-- DIRECTIONS FOR THIS TASK --
Which lines of the records below contain the word "jacket"? Report each of them in full.

-- PROVIDED RECORDS --
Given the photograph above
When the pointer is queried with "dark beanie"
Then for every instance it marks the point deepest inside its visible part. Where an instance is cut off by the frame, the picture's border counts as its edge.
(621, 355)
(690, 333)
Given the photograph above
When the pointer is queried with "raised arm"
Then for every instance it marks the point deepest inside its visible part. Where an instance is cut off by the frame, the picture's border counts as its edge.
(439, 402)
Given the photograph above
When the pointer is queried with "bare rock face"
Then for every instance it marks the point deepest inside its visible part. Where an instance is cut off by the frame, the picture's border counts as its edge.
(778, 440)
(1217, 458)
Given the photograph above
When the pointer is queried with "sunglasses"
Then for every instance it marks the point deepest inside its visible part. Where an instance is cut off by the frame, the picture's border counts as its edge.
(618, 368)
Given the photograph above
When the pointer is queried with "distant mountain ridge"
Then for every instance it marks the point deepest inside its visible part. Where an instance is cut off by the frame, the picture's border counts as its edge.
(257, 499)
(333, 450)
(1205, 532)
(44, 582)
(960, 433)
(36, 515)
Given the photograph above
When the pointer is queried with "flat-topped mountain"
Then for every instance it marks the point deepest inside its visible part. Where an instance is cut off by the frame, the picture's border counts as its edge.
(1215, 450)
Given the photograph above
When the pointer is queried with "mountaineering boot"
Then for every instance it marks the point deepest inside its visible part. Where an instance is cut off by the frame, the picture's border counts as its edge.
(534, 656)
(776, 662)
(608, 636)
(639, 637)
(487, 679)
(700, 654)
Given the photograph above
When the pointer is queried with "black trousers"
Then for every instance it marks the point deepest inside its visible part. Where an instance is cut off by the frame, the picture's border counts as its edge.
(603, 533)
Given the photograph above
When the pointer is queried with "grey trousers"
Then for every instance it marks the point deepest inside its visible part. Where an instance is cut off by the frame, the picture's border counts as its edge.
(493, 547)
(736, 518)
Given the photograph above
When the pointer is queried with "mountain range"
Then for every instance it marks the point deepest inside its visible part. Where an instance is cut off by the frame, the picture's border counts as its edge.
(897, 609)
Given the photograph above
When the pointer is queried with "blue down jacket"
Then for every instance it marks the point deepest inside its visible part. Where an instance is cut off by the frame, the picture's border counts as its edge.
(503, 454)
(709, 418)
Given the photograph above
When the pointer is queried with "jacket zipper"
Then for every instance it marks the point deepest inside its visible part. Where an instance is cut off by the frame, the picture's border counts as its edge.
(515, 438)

-- EXPECTED ANSWER --
When the pointer is queried with "blue down jacket"
When the pointer is queried with "jacket zipper"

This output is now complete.